Some records:
********************

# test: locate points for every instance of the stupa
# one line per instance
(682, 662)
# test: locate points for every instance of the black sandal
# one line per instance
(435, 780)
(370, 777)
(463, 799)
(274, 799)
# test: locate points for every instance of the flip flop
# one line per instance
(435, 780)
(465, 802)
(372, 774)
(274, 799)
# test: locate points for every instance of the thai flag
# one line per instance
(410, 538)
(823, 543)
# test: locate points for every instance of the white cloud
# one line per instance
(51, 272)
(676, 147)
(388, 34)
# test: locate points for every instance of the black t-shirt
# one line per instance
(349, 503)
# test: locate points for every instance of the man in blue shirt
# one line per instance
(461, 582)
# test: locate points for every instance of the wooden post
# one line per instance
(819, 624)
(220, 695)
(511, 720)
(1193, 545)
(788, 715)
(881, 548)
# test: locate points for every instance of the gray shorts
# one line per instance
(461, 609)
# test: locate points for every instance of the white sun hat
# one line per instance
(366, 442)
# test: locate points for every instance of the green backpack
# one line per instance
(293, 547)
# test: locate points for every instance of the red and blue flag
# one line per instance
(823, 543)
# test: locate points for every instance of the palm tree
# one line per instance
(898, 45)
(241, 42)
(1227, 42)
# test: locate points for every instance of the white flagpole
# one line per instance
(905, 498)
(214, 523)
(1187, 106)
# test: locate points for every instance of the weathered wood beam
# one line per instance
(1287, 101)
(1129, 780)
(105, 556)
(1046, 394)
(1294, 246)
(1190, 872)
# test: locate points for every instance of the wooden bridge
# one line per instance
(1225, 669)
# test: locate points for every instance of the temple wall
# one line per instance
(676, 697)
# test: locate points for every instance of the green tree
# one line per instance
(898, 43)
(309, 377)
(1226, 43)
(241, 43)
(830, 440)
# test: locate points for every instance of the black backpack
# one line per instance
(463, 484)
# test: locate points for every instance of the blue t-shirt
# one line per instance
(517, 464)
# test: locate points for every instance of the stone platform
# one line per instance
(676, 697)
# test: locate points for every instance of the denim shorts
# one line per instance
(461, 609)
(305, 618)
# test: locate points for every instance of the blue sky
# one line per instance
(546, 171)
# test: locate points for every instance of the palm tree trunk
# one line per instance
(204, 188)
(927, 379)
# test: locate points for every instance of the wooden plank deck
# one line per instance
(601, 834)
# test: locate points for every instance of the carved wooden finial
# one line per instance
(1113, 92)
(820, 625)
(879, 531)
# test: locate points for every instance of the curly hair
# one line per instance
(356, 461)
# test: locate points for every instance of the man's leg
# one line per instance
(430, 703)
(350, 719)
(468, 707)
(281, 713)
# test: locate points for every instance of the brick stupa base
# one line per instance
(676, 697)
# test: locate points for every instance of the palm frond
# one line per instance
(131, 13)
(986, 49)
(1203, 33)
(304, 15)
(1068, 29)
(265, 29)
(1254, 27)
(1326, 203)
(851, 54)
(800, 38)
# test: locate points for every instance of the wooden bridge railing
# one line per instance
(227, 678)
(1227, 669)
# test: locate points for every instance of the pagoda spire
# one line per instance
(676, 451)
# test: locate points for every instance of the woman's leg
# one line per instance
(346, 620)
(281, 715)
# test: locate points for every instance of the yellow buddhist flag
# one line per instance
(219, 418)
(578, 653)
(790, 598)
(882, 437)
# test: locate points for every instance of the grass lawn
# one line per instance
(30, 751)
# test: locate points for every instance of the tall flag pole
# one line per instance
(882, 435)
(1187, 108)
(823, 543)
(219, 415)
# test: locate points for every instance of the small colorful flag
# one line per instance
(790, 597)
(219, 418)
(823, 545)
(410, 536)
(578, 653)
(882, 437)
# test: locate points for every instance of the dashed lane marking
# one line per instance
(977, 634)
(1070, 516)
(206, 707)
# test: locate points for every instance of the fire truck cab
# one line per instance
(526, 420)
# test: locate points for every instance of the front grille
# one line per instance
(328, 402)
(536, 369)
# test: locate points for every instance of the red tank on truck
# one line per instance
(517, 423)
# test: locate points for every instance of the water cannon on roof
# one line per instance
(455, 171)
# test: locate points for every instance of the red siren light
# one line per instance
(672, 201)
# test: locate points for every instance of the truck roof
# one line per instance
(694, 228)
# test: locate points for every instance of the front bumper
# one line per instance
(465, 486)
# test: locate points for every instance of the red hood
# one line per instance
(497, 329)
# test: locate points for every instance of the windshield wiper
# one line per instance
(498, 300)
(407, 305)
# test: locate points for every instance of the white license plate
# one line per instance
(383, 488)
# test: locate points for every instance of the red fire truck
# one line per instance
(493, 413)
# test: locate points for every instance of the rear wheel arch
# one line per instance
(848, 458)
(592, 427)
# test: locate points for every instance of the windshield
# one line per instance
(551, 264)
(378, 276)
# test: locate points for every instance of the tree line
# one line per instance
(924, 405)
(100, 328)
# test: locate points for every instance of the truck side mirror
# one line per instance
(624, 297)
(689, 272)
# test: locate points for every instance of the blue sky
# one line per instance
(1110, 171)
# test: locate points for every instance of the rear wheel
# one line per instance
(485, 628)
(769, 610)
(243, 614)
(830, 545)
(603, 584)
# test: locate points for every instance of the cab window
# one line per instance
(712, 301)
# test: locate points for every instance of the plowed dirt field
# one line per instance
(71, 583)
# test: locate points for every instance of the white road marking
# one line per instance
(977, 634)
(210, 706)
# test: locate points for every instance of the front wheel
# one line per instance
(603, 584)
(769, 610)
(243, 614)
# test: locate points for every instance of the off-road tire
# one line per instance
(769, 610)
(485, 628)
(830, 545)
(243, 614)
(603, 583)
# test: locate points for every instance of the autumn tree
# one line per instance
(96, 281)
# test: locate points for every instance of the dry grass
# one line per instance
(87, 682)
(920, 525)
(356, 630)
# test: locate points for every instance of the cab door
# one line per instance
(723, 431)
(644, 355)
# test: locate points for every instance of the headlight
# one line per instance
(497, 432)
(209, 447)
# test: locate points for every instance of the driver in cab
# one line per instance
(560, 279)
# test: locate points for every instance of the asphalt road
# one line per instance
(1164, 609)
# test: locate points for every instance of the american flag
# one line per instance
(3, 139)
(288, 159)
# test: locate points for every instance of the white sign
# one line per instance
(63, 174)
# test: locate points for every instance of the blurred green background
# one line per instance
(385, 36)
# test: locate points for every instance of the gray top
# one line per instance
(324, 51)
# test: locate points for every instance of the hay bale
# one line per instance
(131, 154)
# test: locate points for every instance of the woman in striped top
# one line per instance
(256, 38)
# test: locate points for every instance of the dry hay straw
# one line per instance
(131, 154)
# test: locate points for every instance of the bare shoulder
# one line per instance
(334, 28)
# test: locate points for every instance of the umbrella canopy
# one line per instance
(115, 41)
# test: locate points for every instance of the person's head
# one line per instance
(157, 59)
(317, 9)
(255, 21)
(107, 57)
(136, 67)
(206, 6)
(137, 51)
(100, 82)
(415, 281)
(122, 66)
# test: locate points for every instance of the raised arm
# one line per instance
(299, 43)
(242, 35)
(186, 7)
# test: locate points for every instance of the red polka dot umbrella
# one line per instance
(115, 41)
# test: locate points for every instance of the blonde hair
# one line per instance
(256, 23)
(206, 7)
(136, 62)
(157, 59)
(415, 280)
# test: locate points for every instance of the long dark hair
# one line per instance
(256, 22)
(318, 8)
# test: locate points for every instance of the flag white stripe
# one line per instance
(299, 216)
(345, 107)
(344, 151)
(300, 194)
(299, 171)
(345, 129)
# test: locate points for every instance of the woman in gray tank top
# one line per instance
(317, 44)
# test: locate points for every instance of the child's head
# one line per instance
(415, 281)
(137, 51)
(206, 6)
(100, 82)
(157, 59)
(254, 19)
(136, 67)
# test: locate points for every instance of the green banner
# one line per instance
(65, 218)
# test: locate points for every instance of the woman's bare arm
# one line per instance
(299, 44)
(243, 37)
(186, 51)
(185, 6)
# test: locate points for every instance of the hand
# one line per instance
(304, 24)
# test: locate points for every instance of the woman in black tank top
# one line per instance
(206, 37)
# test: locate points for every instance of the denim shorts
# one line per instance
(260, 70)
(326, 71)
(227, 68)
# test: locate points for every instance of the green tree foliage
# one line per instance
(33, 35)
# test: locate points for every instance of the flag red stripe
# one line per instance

********************

Brief: The required output is the span of lines from the one containing "# test: locate points for every instance of the flag white" to the last line, reproduced character for character.

Task result:
# test: locate points for every instance of the flag white stripe
# one line per instance
(299, 216)
(345, 107)
(344, 151)
(300, 194)
(299, 171)
(345, 129)
# test: locate points for every instance of the woman in gray tank top
# one line per instance
(317, 44)
# test: locate points for every instance of the child's head
# one line per instance
(415, 281)
(137, 51)
(206, 6)
(100, 82)
(157, 59)
(254, 19)
(136, 67)
# test: locate points for every instance of the green banner
# one line per instance
(65, 218)
# test: locate points for every instance of the woman's bare arm
# one line per instance
(299, 44)
(243, 37)
(186, 51)
(185, 6)
# test: locate points for every instance of the hand
# one line per instance
(304, 24)
# test: locate points for every instance of the woman in black tank top
# one line per instance
(206, 37)
# test: locate points for every instance of the denim shorts
# one line per instance
(260, 70)
(326, 71)
(227, 68)
# test: locate points for every instance of the green tree foliage
# one line per instance
(33, 35)
# test: locate points for every instance of the flag red stripe
# one line per instance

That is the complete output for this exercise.